## TASK DIRECTIONS
Name each Beagle mentioned by name in the post about living with Beagles.

## PASSAGE
~ Lens-Artists Challenge #334: Cats and Dogs ~

Tina offers a bit of furry treasure this week (here), a theme I am most happy to embrace. Our life with Beagles began in 1986, when my husband’s work had him on the road much of the time. At the end of my workday I’d come home to an empty house and wish for companionship. I decided we needed a dog. My parents gifted us our first beagle, Scooter that year and we have had at least one or more Beagles in our home ever since.

Creighton and I adopted Jello in 2015 when she was six. A blue-tick Beagle, she is the only one of seven Beagles that have lived with us who could be trusted in open areas off-leash. Smart, playful and loving, we still miss her.

When Jello passed, I immediately began searching for another Beagle, adding my name to shelter websites. We were open to either sex, younger to middle age. After a couple weeks, I saw Daisy and Max who were being fostered in Texas. When we learned they were brother and sister, both available and that they had been together all their six years, Creighton and I agreed to adopt them both. They were transported by van, along with other rescues, to Portland. It’s been three years this weekend since they arrived, and we all are doing well and enjoying our lives together.

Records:
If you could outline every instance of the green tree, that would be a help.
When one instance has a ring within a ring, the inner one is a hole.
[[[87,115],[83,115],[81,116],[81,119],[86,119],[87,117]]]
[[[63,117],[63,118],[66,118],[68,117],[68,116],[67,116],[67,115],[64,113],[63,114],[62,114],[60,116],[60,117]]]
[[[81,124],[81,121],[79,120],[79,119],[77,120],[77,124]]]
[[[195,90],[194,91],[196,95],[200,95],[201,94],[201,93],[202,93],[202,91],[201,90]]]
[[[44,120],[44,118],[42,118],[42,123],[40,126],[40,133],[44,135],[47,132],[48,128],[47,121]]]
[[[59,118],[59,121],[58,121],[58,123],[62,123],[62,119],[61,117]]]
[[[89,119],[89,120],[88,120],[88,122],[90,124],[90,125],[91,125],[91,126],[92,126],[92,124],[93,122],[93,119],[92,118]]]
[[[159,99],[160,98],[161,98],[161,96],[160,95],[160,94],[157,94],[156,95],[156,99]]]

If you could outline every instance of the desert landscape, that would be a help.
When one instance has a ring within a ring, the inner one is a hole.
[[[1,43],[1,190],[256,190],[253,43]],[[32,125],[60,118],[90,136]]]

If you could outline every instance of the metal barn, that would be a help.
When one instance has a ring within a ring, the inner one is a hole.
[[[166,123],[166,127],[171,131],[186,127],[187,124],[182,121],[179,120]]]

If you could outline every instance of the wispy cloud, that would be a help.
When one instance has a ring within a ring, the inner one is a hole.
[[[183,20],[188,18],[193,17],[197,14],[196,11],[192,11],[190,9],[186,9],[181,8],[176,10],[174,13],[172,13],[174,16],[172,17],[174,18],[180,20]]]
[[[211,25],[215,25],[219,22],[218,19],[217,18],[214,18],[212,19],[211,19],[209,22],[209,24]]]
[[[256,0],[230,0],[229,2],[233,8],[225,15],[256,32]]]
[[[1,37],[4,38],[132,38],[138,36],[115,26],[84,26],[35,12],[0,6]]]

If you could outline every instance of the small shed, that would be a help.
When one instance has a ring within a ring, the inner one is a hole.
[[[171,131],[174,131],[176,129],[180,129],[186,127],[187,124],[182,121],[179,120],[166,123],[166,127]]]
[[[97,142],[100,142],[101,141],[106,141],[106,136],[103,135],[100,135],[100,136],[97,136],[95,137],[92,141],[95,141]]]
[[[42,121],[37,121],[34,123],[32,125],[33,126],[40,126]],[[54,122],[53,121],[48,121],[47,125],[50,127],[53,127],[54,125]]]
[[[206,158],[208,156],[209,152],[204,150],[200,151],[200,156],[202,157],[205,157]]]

## SOLUTION FOR THIS TASK
Scooter, Jello, Daisy, Max